#### Work to complete
Rewrite all of the entries below, changing every "Place a marker" to "Put a pin" and leaving everything else as it is.

* * *

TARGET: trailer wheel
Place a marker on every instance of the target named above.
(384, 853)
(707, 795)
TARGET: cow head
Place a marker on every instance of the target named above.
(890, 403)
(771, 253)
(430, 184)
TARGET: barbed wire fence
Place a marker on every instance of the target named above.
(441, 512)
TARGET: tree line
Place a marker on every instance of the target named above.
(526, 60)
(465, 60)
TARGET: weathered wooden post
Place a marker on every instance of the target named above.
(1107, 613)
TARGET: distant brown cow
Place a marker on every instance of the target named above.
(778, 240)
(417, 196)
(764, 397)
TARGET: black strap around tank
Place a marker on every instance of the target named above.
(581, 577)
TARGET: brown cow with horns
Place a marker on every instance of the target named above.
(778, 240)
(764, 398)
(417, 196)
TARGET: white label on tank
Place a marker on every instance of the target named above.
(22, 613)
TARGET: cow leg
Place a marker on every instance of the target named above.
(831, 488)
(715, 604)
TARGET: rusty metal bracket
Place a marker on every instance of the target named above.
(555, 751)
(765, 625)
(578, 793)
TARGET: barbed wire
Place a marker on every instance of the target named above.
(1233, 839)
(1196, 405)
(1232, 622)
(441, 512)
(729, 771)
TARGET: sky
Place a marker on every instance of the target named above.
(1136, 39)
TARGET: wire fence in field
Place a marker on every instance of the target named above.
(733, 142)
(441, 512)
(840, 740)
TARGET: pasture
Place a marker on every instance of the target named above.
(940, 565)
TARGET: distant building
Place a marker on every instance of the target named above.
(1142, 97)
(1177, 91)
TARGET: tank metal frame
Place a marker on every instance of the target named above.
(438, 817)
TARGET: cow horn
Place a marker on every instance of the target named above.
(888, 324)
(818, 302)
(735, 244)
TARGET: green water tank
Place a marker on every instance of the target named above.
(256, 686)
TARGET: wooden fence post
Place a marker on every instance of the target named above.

* * *

#### Exercise answer
TARGET: trailer wheel
Put a pin on every instance of the target named above.
(384, 853)
(707, 795)
TARGET: cow head
Put a pin on every instance of the target named above.
(890, 403)
(771, 253)
(430, 184)
TARGET: barbed wire fence
Put a pin on every instance of the target named above.
(441, 512)
TARGET: tree line
Put a pin on every instance of the target named above.
(526, 60)
(465, 60)
TARGET: weathered wooden post
Put a pin on every instance of the target named above.
(1107, 613)
TARGET: distant brown cow
Put a pin on every instance of the target named above.
(778, 240)
(417, 196)
(764, 397)
TARGET: black strap around tank
Put a pin on every instance of the target named above.
(581, 577)
TARGET: brown cow with horns
Put a pin on every instance of the target named above.
(778, 240)
(764, 398)
(417, 196)
TARGET: white label on tank
Put a pin on every instance of the target named above.
(22, 613)
TARGET: cow leg
Put a pin on every instance of the target named above.
(831, 488)
(715, 604)
TARGET: rusty metal bracket
Put a pin on every instance of the target named above.
(555, 751)
(765, 625)
(578, 793)
TARGET: barbed wire
Put a pin on every instance of the target named above.
(1233, 839)
(1196, 405)
(1232, 622)
(441, 512)
(729, 771)
TARGET: sky
Put a pin on every instance of the target named above.
(1136, 39)
TARGET: wire fence in field
Put a pin on every instance of the target named above.
(733, 142)
(441, 512)
(840, 740)
TARGET: pasture
Put a pin on every instance of the target named above.
(940, 565)
TARGET: distant building
Put a pin on every instance of the target named above.
(1142, 97)
(1177, 91)
TARGET: tank metal frame
Put a pin on every instance of the target named above.
(438, 817)
TARGET: cow horn
Put a pin on every instance of the target named above.
(888, 324)
(818, 302)
(735, 244)
TARGET: green water tank
Put a pin on every instance of the target named above.
(256, 686)
TARGET: wooden fence post
Put a pin on every instance of the target named above.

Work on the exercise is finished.